**Collected data**

_____

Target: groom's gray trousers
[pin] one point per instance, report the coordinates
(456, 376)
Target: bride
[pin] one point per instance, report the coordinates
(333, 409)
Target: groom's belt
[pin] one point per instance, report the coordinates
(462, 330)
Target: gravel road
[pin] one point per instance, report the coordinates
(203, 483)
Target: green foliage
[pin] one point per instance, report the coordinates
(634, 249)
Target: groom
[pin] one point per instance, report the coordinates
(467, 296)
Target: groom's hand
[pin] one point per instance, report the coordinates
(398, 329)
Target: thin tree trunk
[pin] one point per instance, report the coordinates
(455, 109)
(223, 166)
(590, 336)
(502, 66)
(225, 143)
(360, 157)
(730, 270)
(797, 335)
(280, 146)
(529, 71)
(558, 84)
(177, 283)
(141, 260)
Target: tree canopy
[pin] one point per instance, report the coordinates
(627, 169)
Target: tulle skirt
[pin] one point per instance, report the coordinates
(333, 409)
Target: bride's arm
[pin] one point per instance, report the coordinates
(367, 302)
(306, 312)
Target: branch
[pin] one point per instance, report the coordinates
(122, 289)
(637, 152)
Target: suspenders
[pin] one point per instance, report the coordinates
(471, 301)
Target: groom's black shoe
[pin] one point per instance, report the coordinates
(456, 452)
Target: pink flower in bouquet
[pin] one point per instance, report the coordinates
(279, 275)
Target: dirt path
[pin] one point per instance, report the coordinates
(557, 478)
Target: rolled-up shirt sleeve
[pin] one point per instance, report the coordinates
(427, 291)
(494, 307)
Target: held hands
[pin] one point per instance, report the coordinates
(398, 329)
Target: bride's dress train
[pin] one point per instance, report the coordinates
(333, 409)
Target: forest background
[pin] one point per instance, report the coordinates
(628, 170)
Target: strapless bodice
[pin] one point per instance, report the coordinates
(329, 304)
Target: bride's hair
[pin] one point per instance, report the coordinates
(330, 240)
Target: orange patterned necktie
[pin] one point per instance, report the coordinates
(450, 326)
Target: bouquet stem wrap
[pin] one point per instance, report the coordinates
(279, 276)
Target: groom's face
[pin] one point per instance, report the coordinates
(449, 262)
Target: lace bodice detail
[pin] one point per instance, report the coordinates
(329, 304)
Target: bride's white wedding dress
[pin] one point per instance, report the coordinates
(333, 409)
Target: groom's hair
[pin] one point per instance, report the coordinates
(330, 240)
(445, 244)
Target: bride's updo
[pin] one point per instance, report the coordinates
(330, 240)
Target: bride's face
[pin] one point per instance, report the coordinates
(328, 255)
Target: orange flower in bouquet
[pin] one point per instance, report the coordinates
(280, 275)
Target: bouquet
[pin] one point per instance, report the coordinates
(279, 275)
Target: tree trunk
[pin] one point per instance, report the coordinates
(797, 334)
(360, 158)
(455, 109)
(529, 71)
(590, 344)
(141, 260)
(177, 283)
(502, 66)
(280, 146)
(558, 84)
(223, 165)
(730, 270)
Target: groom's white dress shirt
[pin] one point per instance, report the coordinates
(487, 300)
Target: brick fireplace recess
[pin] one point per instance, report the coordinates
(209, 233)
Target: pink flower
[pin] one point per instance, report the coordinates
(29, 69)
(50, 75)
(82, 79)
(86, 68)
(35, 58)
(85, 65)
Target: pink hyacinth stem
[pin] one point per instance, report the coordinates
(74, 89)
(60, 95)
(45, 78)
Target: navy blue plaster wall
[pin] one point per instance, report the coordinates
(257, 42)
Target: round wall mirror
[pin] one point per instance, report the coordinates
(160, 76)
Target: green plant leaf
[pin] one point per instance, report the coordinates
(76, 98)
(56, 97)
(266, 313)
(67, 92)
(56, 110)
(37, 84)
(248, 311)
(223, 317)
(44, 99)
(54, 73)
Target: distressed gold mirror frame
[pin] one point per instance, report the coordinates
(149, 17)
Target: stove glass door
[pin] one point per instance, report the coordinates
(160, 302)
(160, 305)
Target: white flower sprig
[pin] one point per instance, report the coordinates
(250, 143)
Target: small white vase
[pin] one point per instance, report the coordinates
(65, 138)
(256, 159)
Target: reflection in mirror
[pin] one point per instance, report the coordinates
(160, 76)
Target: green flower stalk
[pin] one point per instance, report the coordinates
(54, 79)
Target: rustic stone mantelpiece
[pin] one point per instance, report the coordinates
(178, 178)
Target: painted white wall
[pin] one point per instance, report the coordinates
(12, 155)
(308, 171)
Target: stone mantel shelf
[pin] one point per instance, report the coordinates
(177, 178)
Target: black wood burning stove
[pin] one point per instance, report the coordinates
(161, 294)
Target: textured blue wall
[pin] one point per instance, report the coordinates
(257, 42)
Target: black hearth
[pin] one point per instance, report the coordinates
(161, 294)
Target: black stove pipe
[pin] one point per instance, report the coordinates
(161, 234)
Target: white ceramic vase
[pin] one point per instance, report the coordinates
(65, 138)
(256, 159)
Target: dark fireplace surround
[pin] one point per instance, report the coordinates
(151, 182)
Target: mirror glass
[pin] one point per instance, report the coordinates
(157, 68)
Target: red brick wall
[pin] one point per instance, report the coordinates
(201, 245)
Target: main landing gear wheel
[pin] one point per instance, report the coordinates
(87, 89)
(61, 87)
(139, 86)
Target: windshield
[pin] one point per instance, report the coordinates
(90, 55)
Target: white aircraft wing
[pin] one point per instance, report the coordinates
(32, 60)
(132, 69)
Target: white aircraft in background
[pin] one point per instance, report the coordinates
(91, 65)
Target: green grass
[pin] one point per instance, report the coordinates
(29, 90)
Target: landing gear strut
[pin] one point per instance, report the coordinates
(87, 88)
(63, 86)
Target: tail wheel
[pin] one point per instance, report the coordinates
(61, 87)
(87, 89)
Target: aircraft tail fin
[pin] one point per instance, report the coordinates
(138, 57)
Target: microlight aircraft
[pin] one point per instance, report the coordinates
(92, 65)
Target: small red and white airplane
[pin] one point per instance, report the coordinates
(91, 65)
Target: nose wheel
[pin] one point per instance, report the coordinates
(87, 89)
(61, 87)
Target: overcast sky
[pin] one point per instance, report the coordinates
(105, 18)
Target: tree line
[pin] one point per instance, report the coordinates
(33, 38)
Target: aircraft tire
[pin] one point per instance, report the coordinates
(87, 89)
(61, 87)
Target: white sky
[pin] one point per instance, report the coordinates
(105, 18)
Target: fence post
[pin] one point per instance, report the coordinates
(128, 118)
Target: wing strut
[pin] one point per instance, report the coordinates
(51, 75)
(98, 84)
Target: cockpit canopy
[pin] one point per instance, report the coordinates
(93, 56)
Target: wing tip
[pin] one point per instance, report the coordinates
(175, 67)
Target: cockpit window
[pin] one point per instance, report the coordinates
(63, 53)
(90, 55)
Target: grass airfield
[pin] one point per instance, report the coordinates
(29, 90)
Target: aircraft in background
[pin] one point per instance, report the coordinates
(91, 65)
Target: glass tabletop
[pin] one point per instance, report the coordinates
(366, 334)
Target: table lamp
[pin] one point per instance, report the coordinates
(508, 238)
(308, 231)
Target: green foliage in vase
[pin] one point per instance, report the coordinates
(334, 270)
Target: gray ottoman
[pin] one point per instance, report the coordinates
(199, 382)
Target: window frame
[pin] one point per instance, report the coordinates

_____

Set down, exactly and in full, the lines from the one containing "Target: fence post" through the end of the entries; no other line belongs.

Target: fence post
[pin] one point per instance, report the coordinates
(128, 118)
Target: wing strut
[pin] one point per instance, report the coordinates
(51, 75)
(98, 84)
Target: cockpit canopy
[pin] one point per instance, report the coordinates
(93, 56)
Target: wing tip
[pin] one point per instance, report the coordinates
(175, 67)
Target: cockpit window
[pin] one point per instance, report the coordinates
(63, 53)
(90, 55)
Target: grass airfield
[pin] one point per instance, report the coordinates
(29, 90)
Target: aircraft in background
[pin] one point per instance, report the coordinates
(91, 65)
Target: glass tabletop
[pin] one point per instance, report the coordinates
(366, 334)
Target: table lamp
[pin] one point per instance, report the coordinates
(508, 238)
(308, 231)
Target: green foliage in vase
[pin] one point per instance, report the coordinates
(334, 270)
Target: gray ottoman
[pin] one point per instance, report the coordinates
(199, 382)
Target: window frame
[pin] one point per instance, report the coordinates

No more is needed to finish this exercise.